Task directions –
In the symposium passage, what was the title of Robert P. George's contribution?

Excerpted passage –
All of the participants in the First Things symposium--it was called "The End of Democracy? The Judicial
Usurpation of Politics"--permitted themselves radical rhetoric. Robert H. Bork denounced the nation's "judicial oligarchy" for spreading "moral chaos" throughout the land. The Catholic theologian Russell Hittinger asserted that the country now lived "under an altered constitutional regime" whose laws were "unworthy of loyalty." Charles W. Colson maintained that America may have reached the point where "the only political action believers can take is some kind of direct, extra-political confrontation" with the "judicially controlled regime." And in a contribution titled "The Tyrant State," Robert P. George asserted that "the courts ... have imposed upon the nation immoral policies that pro-life Americans cannot, in conscience, accept."

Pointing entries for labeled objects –

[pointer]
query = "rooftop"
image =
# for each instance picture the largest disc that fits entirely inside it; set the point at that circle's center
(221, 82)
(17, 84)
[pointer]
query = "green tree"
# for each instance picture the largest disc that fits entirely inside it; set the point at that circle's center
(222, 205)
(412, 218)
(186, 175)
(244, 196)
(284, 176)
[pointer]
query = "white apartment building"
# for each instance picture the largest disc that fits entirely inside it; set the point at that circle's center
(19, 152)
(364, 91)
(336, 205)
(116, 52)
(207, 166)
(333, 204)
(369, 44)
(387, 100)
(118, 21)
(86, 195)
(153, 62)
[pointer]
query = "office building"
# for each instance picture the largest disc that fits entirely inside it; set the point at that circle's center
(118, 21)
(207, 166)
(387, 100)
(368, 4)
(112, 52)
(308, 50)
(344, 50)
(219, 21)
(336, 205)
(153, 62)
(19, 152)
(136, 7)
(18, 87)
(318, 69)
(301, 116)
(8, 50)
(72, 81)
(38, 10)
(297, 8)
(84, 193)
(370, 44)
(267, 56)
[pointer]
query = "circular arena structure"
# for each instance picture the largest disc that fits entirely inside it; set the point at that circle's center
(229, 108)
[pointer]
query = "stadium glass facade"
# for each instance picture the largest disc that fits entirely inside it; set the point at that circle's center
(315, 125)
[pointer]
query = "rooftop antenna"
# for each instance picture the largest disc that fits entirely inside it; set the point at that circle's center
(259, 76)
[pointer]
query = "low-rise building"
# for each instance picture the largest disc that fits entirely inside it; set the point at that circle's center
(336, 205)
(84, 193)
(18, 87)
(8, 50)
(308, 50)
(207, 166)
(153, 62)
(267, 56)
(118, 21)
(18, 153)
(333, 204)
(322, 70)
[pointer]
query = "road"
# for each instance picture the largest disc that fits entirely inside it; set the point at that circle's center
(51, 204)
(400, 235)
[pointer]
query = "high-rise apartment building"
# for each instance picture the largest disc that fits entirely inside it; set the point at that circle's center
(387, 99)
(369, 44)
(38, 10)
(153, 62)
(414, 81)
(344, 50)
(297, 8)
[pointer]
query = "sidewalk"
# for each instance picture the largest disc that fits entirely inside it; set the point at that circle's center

Completed exercise –
"The Tyrant State"